● Exercise prompt
Copy the lines below, swapping "pixel coordinates" for "exact coordinates" each time it occurs and changing nothing else.
══════
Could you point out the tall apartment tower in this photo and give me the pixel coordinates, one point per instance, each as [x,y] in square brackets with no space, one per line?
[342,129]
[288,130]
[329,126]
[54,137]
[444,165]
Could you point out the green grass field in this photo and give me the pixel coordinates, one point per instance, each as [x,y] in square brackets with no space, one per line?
══════
● Exercise answer
Could you point out the tall apartment tower in this photo and give me the exact coordinates, one point per instance, each as [x,y] in square brackets with no space, one per line?
[342,129]
[288,130]
[329,126]
[54,137]
[444,165]
Could you point out the green grass field in this photo and give me the exact coordinates, one point per instance, each as [x,y] in square brackets with no space, one per line?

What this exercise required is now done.